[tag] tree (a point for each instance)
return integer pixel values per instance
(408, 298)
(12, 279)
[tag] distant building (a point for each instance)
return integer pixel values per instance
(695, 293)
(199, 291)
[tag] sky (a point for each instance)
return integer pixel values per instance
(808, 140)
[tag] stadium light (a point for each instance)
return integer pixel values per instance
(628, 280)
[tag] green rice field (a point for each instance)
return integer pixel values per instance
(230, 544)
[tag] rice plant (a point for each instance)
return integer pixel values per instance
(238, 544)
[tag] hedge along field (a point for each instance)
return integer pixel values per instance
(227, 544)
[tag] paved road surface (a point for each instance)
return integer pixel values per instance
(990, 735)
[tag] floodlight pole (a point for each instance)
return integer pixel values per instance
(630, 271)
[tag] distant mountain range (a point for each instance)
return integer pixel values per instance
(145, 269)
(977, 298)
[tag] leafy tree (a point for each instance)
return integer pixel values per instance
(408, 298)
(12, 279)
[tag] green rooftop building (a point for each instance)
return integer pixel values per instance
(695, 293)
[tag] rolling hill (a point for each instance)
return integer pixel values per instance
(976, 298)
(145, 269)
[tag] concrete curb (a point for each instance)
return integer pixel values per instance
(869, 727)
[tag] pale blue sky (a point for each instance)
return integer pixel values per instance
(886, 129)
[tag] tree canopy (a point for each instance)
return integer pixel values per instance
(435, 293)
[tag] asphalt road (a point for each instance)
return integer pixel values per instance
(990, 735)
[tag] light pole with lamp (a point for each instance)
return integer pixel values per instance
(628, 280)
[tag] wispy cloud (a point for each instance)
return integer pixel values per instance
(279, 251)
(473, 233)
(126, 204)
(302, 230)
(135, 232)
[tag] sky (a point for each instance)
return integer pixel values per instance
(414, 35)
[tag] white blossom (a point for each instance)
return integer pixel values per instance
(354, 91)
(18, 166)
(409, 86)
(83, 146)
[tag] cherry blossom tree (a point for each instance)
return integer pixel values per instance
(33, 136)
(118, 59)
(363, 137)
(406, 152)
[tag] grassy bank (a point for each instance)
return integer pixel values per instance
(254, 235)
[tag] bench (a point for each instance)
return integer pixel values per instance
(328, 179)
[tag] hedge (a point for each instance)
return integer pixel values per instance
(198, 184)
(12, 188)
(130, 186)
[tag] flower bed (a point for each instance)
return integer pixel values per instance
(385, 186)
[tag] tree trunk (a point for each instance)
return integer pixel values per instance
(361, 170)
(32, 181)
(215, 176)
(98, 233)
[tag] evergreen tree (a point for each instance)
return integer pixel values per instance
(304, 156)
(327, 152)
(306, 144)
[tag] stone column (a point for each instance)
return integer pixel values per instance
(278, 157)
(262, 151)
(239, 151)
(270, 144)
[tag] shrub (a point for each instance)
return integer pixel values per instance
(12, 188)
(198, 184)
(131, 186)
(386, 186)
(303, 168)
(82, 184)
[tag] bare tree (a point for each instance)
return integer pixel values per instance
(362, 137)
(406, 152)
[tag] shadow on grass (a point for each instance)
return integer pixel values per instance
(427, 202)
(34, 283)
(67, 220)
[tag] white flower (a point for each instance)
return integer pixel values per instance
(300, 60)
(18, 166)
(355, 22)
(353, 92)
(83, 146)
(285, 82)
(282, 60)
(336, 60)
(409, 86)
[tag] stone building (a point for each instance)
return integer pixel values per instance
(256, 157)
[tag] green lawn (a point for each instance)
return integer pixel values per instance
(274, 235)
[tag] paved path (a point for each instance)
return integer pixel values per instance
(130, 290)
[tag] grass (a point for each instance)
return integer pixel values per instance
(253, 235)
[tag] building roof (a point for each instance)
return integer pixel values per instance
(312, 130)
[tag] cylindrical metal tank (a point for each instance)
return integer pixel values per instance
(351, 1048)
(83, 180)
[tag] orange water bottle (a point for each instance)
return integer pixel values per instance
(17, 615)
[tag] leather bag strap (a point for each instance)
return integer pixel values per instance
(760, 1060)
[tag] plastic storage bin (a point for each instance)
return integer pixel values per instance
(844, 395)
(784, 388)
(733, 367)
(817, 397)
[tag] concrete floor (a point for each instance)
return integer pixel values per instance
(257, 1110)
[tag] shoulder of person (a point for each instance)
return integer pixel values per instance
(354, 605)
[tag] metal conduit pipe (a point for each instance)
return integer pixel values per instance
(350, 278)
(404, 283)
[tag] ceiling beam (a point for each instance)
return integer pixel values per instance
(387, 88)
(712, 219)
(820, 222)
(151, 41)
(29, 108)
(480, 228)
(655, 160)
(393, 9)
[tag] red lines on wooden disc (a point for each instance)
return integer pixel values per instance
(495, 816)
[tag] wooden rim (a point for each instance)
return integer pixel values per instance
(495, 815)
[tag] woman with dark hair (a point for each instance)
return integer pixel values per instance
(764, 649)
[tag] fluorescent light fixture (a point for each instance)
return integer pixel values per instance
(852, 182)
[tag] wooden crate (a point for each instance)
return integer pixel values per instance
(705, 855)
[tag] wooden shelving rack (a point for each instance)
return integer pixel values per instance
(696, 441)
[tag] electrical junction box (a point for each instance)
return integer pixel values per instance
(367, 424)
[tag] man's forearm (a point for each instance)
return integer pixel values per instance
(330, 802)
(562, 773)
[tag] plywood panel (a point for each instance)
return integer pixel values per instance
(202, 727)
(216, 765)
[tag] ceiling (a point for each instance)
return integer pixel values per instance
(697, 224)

━━━

Prompt: Your reply should be all of the data, returned exactly.

Task answer:
[tag] tree (a point for each instance)
return integer pixel values per instance
(408, 298)
(12, 279)
[tag] distant building (a point for each instance)
return integer pixel values per instance
(695, 293)
(199, 291)
[tag] sky (a point for each instance)
return integer pixel values per instance
(808, 140)
[tag] stadium light (a point for each instance)
return integer pixel values per instance
(628, 280)
[tag] green rice field (a point for each instance)
return integer pixel values per instance
(230, 544)
[tag] rice plant (a point for each instance)
return integer pixel values per instance
(238, 544)
[tag] hedge along field (a point for each instance)
return integer pixel values per instance
(227, 544)
[tag] paved road surface (a point for each instance)
return integer pixel values per instance
(990, 735)
[tag] floodlight pole (a point for each instance)
return integer pixel values per instance
(630, 271)
[tag] distant mountain range (a point for each instance)
return integer pixel values per instance
(145, 269)
(977, 298)
[tag] leafy tree (a point for each instance)
return integer pixel values per instance
(408, 298)
(12, 279)
[tag] green rooftop building (a point for each instance)
return integer pixel values per instance
(695, 293)
[tag] rolling hill (a point for each instance)
return integer pixel values per instance
(976, 298)
(145, 269)
[tag] concrete curb (a point for each instance)
return integer pixel values per instance
(869, 727)
[tag] pale blue sky (a point for each instance)
return integer pixel values per instance
(886, 129)
[tag] tree canopy (a point for each instance)
return integer pixel values per instance
(435, 293)
[tag] asphalt road (a point for each instance)
return integer pixel values per instance
(990, 735)
[tag] light pole with lamp (a point for each instance)
return integer pixel values per instance
(628, 280)
[tag] wispy cloud (a point for each instance)
return integer pixel values per instance
(279, 251)
(473, 233)
(126, 204)
(302, 230)
(135, 232)
[tag] sky (a point for each instance)
return integer pixel values per instance
(414, 35)
[tag] white blossom (a point for each instance)
return integer pixel values per instance
(354, 91)
(18, 166)
(409, 86)
(83, 146)
[tag] cherry blossom tree (a point for each instance)
return integer pixel values per instance
(33, 136)
(118, 59)
(363, 137)
(406, 152)
[tag] grassy bank (a point for each instance)
return integer pixel values per instance
(254, 235)
[tag] bench (a point for each instance)
return integer pixel values per instance
(328, 179)
[tag] hedge (a point for each instance)
return integer pixel values per instance
(198, 184)
(12, 188)
(130, 186)
[tag] flower bed (a point for each instance)
return integer pixel values per instance
(385, 186)
[tag] tree trunk (a point for each instance)
return integer pixel values per instance
(361, 170)
(32, 181)
(215, 176)
(98, 233)
[tag] evergreen tree (a point for each instance)
return integer pixel values per instance
(304, 156)
(327, 152)
(306, 144)
[tag] stone column (a point for each instance)
return integer pixel values per instance
(278, 157)
(262, 151)
(239, 151)
(270, 144)
[tag] shrub (a point for each instance)
return integer pixel values per instance
(12, 188)
(198, 184)
(131, 186)
(386, 186)
(303, 168)
(82, 184)
[tag] bare tree (a point for each instance)
return integer pixel values per instance
(362, 137)
(406, 152)
[tag] shadow on grass (a point for each instance)
return integer pixel values per instance
(427, 202)
(34, 283)
(67, 220)
[tag] white flower (a point for each instance)
return integer pixel values per instance
(300, 60)
(18, 166)
(355, 22)
(353, 92)
(83, 146)
(285, 82)
(282, 60)
(336, 60)
(409, 86)
[tag] stone building (a point for each instance)
return integer pixel values per instance
(256, 157)
[tag] green lawn (a point for each instance)
return integer pixel values per instance
(274, 235)
[tag] paved path (a point for each instance)
return integer pixel values per instance
(130, 290)
[tag] grass (a point for each instance)
return integer pixel values per instance
(253, 235)
[tag] building roof (a point for each instance)
return integer pixel values per instance
(312, 130)
[tag] cylindrical metal tank (a point for each instance)
return integer pixel values per instance
(351, 1048)
(83, 180)
[tag] orange water bottle (a point for each instance)
return integer pixel values per instance
(17, 615)
[tag] leather bag strap (a point for each instance)
return integer pixel values per instance
(760, 1060)
[tag] plastic storage bin (a point for each instance)
return integer pixel values per instance
(844, 395)
(784, 388)
(733, 367)
(817, 397)
[tag] concrete floor (a point for each instance)
return integer pixel values per instance
(257, 1110)
[tag] shoulder of person (a point for each instance)
return integer pixel values per instance
(354, 605)
[tag] metal conduit pipe (a point for each instance)
return integer pixel values per instance
(350, 278)
(404, 283)
[tag] ceiling beam (a point for each instance)
return integer pixel values per instance
(387, 88)
(712, 219)
(820, 222)
(151, 41)
(29, 108)
(480, 228)
(655, 160)
(393, 9)
[tag] red lines on wooden disc (a point for each instance)
return integer pixel values per instance
(495, 816)
[tag] wooden rim (a point for each instance)
return integer pixel values per instance
(495, 815)
[tag] woman with dark hair (a point for each instance)
return integer pixel values per instance
(764, 649)
[tag] fluorescent light fixture (a point for each instance)
return integer pixel values per instance
(852, 182)
[tag] wooden crate (a point for each instance)
return integer pixel values per instance
(705, 855)
[tag] wooden shelving rack (a point for each instance)
return integer pixel values per instance
(696, 441)
[tag] electrical junction box (a point for each instance)
return integer pixel values per instance
(367, 424)
[tag] man's forearm (a point for each instance)
return integer pixel values per instance
(330, 802)
(562, 773)
[tag] plywood panel (a point for each instance)
return integer pixel values per instance
(202, 727)
(216, 765)
[tag] ceiling (a point for each instance)
return integer pixel values per instance
(697, 224)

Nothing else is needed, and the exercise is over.